**Problem statement**
Transfer the rows from the line with "Task: indicate the bicycle" up to and including the line with "x=496, y=128", adding 50 to every x and y coordinate in the answers and keeping the task lines as they are. Leave the pictures out.

**Given data**
┌──

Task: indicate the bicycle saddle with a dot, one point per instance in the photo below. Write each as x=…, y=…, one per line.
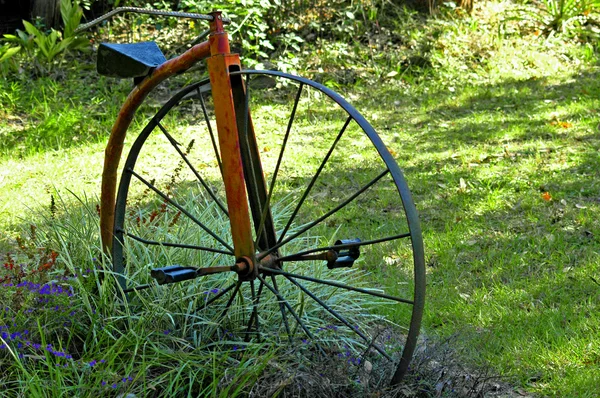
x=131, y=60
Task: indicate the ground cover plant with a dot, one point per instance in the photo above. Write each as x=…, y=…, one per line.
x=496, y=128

└──
┌──

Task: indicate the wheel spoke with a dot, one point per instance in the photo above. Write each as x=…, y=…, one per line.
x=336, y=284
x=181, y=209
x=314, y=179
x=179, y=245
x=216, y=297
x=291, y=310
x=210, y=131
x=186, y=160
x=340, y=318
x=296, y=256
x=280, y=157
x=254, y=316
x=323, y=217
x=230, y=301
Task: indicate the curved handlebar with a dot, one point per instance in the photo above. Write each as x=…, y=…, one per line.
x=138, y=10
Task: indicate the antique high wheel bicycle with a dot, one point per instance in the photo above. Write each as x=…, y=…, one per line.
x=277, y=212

└──

**Answer to the task**
Task: indicate the bicycle saddle with a dot, one point per instance in the photo below. Write each as x=…, y=…, one per line.
x=181, y=110
Task: indicate the ground cover plant with a dot, one point per instance in the photo above. Write each as x=…, y=…, one per line.
x=546, y=178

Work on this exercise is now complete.